* _Given information_:
-- -- --

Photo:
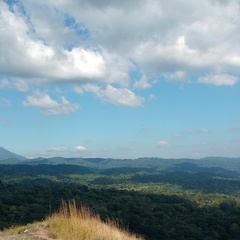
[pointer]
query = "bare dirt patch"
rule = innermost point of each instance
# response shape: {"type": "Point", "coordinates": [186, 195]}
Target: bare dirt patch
{"type": "Point", "coordinates": [36, 232]}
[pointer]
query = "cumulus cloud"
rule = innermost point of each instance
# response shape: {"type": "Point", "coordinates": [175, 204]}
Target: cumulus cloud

-- -- --

* _Task to complete_: Copy each line of the records above without change, but do not include any picture.

* _Answer area_:
Photo:
[pointer]
query = "bare dirt patch"
rule = innermost point of each instance
# response shape: {"type": "Point", "coordinates": [186, 195]}
Target: bare dirt patch
{"type": "Point", "coordinates": [36, 232]}
[pointer]
query = "cumulus cloud"
rule = innermost point of each instance
# response shape: {"type": "Point", "coordinates": [175, 204]}
Target: cumulus cloud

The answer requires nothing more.